NOTICE that the command is “ell ess” — that is, small-L small-S — rather than “one ess” and that ls is short for “list.”
Set the permissions on your NCSIPARI2011_exercises directory so that only you can access it:
% chmod u=rwx,go= NCSIPARI2011_exercises
This command means: “Change the mode (list of permissions) on my subdirectory named NCSIPARI2011_exercises so that I (the user) can read files in it, write files in it, and go into (execute) it, but nobody else can.”
Your NCSIPARI2011_exercises directory is now accessible only to you. The only other people who can access it are the system administrators (sysadmins for short) of this Linux cluster supercomputer; that is, OSCER operations staff (excluding Henry).
You WON’T have to do this for future logins.
Log out of the Linux cluster supercomputer by entering the following command:
% exit
Once you have completed the setup steps in this section, you WON’T have to do them again when you log in later.
III. COPY HENRY’S Intro DIRECTORY INTO YOUR NCSIPARI2011_exercises DIRECTORY
Log in again, using the password you changed to, rather than your original password.
Confirm that you’re in your home directory:
% pwd
/home/yourusername
Check that you have a NCSIPARI2011_exercises subdirectory inside your home directory:
% ls
NCSIPARI2011_exercises
Go into your NCSIPARI2011_exercises subdirectory:
% cd NCSIPARI2011_exercises
This command means: “Change the working directory to NCSIPARI2011_exercises, which is a subdirectory of my current working directory.” (This is like double-clicking a folder in Windows.)
Confirm that you’re in your NCSIPARI2011_exercises subdirectory:
% pwd
/home/yourusername/NCSIPARI2011_exercises
See what files or subdirectories (if any) are in the current working directory:
% ls
You may get no output, just the Unix prompt; if so, that indicates that your current working directory has no files or subdirectories in it.

STATED TASK =
Transcribe the stretch of the Linux cluster instructions from "You WON’T have to do this" through "log in later.", word for word. The data that come next are from a separate source.

DATA SHOWN =
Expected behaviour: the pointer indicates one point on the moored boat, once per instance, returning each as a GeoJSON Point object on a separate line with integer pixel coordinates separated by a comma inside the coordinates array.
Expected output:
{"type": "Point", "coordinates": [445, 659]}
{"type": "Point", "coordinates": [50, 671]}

EXERCISE SOLUTION =
You WON’T have to do this for future logins.
Log out of the Linux cluster supercomputer by entering the following command:
% exit
Once you have completed the setup steps in this section, you WON’T have to do them again when you log in later.